__What is needed__:
Going through the data below, copy out each line where the word "white" shows up.

----- Records shown

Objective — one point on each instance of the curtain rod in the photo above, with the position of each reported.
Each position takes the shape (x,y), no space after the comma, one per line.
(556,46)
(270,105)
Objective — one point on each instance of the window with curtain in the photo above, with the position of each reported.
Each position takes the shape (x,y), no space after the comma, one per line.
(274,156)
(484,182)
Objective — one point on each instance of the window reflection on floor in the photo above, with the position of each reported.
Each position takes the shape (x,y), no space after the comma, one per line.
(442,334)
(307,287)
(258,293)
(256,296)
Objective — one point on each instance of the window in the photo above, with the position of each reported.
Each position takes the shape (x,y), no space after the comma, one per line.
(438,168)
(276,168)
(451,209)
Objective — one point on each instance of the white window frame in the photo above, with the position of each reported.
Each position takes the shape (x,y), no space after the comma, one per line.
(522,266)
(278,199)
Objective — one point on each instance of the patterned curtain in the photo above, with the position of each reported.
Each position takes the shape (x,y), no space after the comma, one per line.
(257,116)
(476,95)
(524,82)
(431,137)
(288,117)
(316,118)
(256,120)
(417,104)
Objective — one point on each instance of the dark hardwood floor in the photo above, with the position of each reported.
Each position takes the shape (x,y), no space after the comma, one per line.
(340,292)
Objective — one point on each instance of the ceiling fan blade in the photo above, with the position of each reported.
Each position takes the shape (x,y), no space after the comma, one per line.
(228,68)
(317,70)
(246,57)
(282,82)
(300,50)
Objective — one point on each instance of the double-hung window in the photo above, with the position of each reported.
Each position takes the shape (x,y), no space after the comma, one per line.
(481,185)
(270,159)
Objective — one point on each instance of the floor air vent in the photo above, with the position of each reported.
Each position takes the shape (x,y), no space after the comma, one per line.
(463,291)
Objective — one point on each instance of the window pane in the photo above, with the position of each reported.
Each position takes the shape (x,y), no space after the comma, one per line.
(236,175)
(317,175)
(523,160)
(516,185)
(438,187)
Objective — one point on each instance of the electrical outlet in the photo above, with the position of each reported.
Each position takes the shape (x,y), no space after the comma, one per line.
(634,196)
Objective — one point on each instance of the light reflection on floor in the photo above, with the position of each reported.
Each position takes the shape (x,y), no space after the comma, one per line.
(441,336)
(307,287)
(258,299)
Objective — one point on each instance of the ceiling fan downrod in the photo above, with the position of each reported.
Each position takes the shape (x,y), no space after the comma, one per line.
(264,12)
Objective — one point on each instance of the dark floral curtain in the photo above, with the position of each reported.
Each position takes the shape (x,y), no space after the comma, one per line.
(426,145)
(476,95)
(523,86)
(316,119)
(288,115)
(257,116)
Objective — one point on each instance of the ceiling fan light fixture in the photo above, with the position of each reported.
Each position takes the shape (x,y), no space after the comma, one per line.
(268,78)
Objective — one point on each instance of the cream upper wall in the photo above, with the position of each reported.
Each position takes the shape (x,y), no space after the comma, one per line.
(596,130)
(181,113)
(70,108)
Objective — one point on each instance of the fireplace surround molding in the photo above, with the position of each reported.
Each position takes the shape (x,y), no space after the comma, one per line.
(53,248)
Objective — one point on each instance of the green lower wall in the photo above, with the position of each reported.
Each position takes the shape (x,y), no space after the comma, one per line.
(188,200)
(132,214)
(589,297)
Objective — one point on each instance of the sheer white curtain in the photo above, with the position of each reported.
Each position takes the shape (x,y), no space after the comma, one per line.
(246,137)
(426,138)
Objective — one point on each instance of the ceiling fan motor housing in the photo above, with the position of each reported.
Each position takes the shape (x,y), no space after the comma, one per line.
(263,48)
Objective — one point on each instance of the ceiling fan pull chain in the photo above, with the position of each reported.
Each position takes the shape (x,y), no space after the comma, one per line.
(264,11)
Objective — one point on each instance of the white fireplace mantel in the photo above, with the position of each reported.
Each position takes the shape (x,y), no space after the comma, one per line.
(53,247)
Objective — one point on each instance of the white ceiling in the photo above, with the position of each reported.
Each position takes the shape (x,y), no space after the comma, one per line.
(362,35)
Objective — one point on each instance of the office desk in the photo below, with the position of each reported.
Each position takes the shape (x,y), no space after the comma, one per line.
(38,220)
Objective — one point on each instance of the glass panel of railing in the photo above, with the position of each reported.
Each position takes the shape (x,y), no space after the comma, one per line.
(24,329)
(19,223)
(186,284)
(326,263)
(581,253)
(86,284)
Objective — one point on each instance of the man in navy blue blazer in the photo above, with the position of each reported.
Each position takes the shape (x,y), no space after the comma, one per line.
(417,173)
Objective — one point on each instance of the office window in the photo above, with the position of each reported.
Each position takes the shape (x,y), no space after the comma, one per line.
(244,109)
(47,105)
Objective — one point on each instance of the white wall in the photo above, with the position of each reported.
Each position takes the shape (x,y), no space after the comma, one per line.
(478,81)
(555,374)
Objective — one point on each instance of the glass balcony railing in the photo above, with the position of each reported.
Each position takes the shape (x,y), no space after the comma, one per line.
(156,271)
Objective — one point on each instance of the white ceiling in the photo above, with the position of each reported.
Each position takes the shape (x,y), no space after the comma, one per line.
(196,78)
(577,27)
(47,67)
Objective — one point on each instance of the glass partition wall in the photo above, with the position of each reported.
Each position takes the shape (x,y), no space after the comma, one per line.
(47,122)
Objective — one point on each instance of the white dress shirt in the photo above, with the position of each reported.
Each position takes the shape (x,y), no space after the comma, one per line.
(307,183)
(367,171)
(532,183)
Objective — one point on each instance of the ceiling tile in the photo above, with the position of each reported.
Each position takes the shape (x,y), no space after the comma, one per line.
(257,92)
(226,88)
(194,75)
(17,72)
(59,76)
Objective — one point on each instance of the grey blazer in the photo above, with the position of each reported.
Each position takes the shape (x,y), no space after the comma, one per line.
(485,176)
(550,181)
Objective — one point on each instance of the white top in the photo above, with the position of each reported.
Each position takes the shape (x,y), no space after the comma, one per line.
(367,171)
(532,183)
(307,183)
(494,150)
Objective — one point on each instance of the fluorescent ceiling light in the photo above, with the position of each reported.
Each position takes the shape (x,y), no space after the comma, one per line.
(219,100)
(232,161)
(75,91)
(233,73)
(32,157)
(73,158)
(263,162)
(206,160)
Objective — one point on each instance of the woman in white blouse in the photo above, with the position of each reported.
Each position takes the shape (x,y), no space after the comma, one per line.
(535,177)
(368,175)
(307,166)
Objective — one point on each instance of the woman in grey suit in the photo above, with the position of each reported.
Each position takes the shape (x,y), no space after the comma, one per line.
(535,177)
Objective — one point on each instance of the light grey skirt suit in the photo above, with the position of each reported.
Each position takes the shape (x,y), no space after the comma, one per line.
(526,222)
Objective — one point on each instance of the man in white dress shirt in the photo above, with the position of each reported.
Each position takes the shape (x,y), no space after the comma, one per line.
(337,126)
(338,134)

----------

__Exercise response__:
Objective — one point on each instance of the white window frame in the photo above, with the position of each reported.
Objective — one point on each instance of the sheer white curtain in the photo above, with the position of each reported.
Objective — one point on each instance of the white fireplace mantel in the photo above, with the position of each reported.
Objective — one point on each instance of the white ceiling in the photo above, with the position of each reported.
Objective — one point on each instance of the white wall in the photo above, with the position of each reported.
Objective — one point on each instance of the white ceiling in the photo above, with the position of each reported.
Objective — one point on each instance of the white dress shirt in the photo above, with the position of each reported.
Objective — one point on each instance of the white top in the photo above, with the position of each reported.
Objective — one point on each instance of the woman in white blouse in the photo above, with the position of each reported.
Objective — one point on each instance of the man in white dress shirt in the photo above, with the position of each reported.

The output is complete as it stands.